_Extract to read_

While the incidence of adverse effects was significantly higher in the treatment groups (9.26%; 573 of 6,187 participants) compared with non-treatment groups (7.73%; 307 of 3,972 participants), the average discontinuation rates did not differ between the groups.
The study also had several efficacy endpoints: LDL cholesterol, HDL cholesterol, total cholesterol and lipoprotein(a). Compared with the non-treatment groups, participants treated with PCSK9 antibodies had a 47.49% reduction in LDL cholesterol, a 6.30% increase in HDL cholesterol and a 31.49% reduction in total cholesterol.
Additionally, the treatment groups had a greater than 25% reduction in lipoprotein(a) levels compared with the non-treatment groups.
“These findings will impact the way to treat patients with hypercholesterolemia: from this meta-analysis we know now there are novel agents in the armamentarium of physicians that, when added to a statin, are able not only to further reduce the level of cholesterol but also improve survival,” said Dr. Navarese.
“Additionally, reduced level of serum creatine kinase found with PCSK9 antibodies point that these agents are also very useful in attenuating statin intolerance.”
In a related editorial, Miguel Cainzos-Achirica, MD, and colleagues wrote that more trials with extended follow-up periods are needed to better assess the safety of PCSK9 antibodies.
Although the current meta-analysis did not find a particular increase in serious adverse effects, there are little existing data on the more long-term effects of PCSK9 antibodies. In animal models, these antibodies are potentially linked to impaired glucose metabolism, providing further incentive to test their long-term effects in humans.
Additionally, the editorial pointed out that this new therapeutic option for treating hypercholesterolemia necessitates investigating the best sequence and combination of drug therapies for various patient populations.
The editorial writers suggested that the study’s results be interpreted with “cautious enthusiasm” until further studies further explore how PCSK9 inhibitors can be used to manage hypercholesterolemia.
Navarese remains hopeful about the future of PCSK9 inhibitors. “We are entering a new era with more promising agents that soon will receive the FDA approval due to their clear cut benefits on clinical outcomes,” he said. “But for now we have yet another piece of evidence that the lower LDL cholesterol, the better.”

_Extracted entries_
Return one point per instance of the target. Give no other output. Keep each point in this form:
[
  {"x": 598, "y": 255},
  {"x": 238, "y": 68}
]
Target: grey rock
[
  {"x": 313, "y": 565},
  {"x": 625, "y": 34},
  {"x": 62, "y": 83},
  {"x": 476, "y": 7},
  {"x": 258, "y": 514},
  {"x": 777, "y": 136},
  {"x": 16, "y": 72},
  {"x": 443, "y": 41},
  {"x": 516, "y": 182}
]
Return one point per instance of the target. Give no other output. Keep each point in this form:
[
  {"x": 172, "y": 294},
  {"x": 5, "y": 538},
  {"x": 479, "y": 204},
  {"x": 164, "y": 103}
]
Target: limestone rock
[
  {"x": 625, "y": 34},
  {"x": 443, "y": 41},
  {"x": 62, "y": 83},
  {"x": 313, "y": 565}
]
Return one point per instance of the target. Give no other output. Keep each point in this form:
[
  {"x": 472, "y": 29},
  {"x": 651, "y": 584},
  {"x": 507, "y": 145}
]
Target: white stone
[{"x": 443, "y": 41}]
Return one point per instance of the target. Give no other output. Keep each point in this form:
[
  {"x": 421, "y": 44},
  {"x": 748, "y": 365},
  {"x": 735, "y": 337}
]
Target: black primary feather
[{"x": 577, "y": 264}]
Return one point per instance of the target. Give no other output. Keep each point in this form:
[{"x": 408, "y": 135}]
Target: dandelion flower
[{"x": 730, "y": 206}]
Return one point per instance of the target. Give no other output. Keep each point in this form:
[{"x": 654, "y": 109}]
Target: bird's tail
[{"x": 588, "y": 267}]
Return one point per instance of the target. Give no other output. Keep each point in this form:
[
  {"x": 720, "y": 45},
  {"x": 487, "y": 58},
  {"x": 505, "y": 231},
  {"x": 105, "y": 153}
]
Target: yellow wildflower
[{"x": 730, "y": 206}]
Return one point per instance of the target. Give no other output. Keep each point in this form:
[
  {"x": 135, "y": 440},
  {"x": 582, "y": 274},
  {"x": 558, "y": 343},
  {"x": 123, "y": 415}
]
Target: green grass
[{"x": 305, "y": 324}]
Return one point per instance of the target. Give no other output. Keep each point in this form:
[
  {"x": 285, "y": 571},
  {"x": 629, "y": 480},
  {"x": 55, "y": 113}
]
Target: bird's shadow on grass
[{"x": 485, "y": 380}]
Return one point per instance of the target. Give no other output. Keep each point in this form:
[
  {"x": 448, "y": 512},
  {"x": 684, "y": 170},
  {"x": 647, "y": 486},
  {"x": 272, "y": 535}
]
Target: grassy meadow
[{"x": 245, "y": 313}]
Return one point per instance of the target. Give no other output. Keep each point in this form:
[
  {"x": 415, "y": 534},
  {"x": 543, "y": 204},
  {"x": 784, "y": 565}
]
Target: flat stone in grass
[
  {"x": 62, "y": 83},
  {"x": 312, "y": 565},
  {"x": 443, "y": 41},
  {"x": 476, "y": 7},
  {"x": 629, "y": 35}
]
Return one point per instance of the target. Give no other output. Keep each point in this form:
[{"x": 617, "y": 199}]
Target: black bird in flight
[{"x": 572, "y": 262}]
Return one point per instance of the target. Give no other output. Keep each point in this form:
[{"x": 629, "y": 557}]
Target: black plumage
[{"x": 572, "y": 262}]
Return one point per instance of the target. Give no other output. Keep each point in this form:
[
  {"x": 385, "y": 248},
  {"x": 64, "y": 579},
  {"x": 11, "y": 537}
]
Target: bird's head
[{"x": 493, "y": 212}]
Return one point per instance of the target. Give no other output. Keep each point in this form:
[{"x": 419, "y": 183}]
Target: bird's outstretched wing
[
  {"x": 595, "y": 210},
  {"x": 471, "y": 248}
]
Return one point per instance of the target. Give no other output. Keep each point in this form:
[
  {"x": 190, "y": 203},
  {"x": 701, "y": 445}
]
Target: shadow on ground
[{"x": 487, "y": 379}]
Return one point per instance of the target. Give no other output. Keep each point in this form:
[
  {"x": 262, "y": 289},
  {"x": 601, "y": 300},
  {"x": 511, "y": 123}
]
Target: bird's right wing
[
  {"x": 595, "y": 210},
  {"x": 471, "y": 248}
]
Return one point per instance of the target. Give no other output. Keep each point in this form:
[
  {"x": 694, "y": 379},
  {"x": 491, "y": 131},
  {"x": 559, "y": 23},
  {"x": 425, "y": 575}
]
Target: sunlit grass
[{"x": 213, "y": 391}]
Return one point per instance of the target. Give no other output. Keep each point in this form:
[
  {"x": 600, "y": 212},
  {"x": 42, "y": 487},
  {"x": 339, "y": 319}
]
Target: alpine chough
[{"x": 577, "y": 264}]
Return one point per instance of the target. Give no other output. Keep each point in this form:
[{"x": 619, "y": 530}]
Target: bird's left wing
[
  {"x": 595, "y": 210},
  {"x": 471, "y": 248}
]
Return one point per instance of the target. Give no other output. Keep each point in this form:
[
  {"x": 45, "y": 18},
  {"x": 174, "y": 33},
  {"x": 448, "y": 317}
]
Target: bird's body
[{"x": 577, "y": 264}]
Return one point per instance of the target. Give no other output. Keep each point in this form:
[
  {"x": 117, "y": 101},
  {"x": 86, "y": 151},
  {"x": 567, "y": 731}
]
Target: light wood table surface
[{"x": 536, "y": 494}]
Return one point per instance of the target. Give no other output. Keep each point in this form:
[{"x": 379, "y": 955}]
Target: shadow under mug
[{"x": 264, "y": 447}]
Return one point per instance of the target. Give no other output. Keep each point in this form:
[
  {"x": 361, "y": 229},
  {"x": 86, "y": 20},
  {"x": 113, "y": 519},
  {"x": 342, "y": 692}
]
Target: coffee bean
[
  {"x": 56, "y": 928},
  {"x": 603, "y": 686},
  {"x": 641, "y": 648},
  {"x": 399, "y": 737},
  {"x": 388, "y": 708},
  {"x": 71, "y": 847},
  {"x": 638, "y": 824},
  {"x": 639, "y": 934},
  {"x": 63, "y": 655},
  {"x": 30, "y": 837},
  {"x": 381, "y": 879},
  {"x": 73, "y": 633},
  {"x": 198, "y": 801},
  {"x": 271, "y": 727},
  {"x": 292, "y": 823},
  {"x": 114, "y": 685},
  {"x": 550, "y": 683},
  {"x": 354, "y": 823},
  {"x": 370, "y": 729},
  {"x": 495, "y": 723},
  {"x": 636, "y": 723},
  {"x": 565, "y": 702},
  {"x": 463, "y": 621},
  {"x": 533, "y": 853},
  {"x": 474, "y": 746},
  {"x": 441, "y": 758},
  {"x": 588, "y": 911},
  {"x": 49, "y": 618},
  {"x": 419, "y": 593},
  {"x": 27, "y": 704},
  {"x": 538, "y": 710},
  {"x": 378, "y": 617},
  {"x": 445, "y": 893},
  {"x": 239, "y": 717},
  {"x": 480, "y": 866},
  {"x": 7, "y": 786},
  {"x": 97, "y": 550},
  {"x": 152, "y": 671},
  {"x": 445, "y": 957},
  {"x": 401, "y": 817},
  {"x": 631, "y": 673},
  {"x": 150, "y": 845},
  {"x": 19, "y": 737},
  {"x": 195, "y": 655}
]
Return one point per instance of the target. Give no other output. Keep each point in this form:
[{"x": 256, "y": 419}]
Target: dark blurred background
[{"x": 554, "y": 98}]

_Activity_
Write out the passage of the PCSK9 antibody article above word for word, starting at "Additionally, the editorial" and ending at "to manage hypercholesterolemia.".

_Worked solution_
Additionally, the editorial pointed out that this new therapeutic option for treating hypercholesterolemia necessitates investigating the best sequence and combination of drug therapies for various patient populations.
The editorial writers suggested that the study’s results be interpreted with “cautious enthusiasm” until further studies further explore how PCSK9 inhibitors can be used to manage hypercholesterolemia.